[start of RECORDS SHOWN]

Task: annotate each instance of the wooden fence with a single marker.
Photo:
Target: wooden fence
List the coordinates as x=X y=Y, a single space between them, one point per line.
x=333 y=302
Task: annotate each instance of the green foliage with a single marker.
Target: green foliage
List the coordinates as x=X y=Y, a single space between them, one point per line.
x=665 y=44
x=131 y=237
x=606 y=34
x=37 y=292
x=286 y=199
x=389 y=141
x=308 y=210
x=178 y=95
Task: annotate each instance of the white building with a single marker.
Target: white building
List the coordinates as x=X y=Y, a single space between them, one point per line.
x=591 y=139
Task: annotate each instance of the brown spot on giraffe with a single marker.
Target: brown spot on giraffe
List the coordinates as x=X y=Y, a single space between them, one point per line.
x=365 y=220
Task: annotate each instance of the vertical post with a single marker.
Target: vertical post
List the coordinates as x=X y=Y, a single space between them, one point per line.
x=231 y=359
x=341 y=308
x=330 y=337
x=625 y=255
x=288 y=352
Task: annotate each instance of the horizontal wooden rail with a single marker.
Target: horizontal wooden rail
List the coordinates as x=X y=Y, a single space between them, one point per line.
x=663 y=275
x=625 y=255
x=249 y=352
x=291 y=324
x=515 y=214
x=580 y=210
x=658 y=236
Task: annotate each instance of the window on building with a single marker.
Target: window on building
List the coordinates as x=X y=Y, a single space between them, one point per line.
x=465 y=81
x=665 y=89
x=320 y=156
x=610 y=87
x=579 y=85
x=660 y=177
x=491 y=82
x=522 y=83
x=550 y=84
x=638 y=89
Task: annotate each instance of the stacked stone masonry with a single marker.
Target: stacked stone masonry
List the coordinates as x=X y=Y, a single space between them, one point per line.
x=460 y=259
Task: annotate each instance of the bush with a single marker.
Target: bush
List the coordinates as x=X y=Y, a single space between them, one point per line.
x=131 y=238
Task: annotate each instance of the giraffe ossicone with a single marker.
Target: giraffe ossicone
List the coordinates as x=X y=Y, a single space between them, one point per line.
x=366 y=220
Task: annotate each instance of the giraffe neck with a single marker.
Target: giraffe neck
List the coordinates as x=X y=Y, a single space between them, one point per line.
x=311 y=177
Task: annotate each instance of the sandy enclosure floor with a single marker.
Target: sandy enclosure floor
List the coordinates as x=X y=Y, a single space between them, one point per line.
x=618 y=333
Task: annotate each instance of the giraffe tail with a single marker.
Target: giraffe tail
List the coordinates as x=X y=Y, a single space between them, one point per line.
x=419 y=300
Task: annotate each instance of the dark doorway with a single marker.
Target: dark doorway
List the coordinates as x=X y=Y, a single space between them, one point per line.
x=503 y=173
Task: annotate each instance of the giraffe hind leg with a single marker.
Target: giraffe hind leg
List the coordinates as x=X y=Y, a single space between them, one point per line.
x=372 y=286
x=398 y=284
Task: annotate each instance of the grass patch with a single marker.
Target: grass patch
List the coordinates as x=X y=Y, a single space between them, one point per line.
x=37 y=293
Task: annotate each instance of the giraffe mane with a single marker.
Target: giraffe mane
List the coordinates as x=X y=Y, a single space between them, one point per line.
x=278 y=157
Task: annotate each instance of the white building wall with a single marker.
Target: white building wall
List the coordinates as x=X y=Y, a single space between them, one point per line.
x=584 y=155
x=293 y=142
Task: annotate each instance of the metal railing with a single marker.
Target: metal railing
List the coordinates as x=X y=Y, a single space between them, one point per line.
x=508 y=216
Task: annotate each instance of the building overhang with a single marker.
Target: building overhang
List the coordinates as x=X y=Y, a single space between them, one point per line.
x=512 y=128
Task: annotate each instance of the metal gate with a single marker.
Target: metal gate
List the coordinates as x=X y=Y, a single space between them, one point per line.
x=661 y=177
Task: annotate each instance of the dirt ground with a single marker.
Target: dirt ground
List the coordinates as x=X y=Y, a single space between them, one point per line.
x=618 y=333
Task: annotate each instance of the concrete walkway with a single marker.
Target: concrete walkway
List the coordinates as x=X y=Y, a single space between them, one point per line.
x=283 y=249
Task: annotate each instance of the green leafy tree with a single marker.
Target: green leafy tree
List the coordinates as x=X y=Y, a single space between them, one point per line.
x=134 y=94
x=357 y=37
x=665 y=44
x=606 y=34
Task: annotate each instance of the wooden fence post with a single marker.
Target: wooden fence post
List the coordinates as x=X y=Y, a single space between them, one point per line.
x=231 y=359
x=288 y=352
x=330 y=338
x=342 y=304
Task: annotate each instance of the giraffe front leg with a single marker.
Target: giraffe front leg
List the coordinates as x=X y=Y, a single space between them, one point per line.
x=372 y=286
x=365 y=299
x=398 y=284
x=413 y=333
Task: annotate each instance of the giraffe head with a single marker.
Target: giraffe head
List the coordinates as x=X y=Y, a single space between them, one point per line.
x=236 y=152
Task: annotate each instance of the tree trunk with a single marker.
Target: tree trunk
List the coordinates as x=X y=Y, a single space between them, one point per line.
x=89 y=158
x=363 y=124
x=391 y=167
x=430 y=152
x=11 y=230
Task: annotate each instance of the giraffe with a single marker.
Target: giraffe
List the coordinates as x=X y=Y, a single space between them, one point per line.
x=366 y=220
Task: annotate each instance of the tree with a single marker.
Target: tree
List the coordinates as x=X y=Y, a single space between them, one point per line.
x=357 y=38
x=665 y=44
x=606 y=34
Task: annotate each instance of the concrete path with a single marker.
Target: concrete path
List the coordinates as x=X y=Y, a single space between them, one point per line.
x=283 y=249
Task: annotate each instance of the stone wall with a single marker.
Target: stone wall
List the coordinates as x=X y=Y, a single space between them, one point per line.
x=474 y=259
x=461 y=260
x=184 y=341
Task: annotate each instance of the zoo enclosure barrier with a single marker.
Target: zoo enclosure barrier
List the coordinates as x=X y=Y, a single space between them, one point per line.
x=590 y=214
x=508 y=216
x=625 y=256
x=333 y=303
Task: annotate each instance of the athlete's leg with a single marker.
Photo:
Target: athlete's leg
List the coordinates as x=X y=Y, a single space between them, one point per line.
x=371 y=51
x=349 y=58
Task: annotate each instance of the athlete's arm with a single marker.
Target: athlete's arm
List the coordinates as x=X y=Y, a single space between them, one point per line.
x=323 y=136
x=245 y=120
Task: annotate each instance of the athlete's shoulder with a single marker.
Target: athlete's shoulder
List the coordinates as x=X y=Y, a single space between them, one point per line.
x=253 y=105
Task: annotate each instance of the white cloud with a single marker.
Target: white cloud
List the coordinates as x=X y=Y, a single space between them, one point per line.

[end of RECORDS SHOWN]

Write out again the lines starting with the one that contains "Task: annotate each instance of the bush" and continuing through the one that contains "x=419 y=300", keeping every request line, and increase each coordinate value in the answers by 97.

Task: annotate each instance of the bush with a single marker.
Target: bush
List the coordinates as x=X y=Y, a single space between them, one point per line.
x=228 y=335
Task: annotate each instance of the giraffe ossicone with a single marker.
Target: giraffe ossicone
List the coordinates as x=X y=Y, a single space between them, one point per line.
x=463 y=317
Task: annotate each instance of the giraffe neck with a single marker.
Target: giraffe neck
List the coordinates as x=X y=Y, a single space between them, one point per line.
x=408 y=274
Task: annotate each instance of the sandy enclosure floor with a single marker.
Target: sandy enclosure floor
List the coordinates as x=X y=Y, a single space between them, one point per line.
x=715 y=430
Task: annotate each instance of the giraffe tail with a single marker.
Target: giraffe tail
List the coordinates as x=X y=Y, a single space between them, one point per line.
x=516 y=397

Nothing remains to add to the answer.